Count the lines in the rows below that contain the string "mountain", and state only that number.

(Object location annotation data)
----
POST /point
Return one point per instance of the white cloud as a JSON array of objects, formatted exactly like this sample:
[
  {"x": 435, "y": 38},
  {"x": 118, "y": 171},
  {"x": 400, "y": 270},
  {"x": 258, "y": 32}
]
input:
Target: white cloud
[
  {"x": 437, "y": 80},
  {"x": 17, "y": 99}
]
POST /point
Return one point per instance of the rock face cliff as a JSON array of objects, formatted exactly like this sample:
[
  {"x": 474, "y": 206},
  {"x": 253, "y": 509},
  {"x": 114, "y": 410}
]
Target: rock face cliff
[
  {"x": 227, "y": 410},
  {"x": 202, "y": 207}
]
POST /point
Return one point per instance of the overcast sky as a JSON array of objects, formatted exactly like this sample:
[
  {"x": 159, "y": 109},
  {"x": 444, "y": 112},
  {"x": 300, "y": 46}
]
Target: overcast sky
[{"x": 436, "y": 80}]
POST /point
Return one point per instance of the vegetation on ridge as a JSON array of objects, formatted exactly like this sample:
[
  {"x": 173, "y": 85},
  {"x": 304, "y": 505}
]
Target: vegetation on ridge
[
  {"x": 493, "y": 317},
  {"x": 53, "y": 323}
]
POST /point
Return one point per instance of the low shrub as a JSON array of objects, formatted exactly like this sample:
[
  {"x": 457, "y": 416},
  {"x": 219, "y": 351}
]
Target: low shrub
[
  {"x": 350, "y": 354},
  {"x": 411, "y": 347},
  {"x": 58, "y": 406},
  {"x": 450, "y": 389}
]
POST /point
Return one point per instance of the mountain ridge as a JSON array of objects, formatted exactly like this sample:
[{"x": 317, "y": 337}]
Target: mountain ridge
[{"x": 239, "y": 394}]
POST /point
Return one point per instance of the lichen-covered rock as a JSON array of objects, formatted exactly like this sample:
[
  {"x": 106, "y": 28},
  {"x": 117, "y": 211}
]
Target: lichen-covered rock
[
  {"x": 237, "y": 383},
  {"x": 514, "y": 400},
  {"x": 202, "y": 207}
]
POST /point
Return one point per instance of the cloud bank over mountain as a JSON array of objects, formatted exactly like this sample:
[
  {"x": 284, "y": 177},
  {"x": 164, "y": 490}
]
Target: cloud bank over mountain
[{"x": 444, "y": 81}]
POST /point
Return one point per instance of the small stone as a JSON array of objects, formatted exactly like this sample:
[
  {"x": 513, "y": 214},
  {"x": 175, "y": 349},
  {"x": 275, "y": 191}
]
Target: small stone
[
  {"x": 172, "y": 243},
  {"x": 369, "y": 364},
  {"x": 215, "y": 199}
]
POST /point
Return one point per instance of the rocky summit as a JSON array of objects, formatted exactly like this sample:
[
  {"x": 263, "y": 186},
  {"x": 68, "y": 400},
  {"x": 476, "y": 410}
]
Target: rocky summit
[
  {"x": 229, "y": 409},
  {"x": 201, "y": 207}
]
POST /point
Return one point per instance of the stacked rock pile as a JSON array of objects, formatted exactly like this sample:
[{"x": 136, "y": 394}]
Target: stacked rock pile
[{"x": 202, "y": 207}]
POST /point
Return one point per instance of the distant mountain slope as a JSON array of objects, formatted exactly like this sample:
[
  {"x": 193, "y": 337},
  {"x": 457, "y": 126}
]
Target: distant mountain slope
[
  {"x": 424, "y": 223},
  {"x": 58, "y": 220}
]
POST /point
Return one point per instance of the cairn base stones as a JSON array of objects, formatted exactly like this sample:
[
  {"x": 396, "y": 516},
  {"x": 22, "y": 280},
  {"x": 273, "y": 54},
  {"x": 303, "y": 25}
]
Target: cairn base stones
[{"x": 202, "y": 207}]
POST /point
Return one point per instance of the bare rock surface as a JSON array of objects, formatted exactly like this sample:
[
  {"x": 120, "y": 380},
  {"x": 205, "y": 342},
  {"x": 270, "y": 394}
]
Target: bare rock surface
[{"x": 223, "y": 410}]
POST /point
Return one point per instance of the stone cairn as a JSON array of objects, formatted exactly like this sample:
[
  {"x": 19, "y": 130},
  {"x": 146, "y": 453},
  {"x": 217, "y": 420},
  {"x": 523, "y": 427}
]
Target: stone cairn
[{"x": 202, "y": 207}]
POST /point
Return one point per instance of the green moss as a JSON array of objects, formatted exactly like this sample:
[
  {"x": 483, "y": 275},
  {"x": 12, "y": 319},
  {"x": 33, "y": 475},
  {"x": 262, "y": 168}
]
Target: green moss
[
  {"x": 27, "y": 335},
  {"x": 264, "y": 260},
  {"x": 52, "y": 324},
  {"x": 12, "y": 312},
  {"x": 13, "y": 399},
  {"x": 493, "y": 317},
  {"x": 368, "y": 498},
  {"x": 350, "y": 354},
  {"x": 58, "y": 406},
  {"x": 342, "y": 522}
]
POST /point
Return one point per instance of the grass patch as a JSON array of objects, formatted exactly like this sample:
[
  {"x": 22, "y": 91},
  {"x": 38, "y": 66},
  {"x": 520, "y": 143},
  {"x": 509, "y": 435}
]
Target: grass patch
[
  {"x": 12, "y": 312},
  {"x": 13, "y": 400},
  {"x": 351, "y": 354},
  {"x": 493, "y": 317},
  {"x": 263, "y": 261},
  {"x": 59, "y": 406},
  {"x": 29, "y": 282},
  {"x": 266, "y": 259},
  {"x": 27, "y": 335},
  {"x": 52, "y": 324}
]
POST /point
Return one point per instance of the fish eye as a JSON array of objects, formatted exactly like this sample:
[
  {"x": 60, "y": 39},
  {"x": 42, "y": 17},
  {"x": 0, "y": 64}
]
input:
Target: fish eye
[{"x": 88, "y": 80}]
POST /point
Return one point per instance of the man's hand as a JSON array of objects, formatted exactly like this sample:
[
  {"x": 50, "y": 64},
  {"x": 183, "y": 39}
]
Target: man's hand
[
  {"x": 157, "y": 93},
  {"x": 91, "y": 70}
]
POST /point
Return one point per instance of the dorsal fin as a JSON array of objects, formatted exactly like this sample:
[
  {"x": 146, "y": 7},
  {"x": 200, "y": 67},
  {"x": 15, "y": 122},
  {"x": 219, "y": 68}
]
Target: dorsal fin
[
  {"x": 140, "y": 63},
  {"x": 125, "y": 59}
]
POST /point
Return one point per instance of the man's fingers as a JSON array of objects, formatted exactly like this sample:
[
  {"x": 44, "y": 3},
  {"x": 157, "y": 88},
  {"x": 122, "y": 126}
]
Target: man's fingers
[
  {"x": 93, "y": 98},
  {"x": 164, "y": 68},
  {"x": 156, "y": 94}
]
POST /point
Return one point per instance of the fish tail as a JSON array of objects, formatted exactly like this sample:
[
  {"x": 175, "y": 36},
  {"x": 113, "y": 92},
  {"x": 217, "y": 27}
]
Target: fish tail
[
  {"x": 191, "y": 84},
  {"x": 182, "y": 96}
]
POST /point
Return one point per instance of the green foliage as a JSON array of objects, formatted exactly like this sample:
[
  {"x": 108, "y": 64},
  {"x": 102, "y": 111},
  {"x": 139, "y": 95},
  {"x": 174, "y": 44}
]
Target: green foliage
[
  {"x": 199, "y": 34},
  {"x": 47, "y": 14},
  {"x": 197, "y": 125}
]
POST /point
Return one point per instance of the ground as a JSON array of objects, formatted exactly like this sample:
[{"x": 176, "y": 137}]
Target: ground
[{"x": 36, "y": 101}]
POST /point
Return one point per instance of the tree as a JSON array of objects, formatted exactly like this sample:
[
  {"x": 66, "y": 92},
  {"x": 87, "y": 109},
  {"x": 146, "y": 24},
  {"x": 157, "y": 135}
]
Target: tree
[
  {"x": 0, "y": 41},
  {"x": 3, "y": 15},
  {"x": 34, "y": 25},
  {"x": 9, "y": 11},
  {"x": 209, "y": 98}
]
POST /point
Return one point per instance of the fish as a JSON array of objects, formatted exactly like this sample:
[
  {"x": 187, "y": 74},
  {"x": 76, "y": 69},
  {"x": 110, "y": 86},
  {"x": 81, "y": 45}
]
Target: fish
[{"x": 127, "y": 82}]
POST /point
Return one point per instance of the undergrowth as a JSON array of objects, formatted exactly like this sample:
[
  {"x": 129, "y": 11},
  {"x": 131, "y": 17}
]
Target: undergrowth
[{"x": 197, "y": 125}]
----
__EXERCISE RESULT__.
6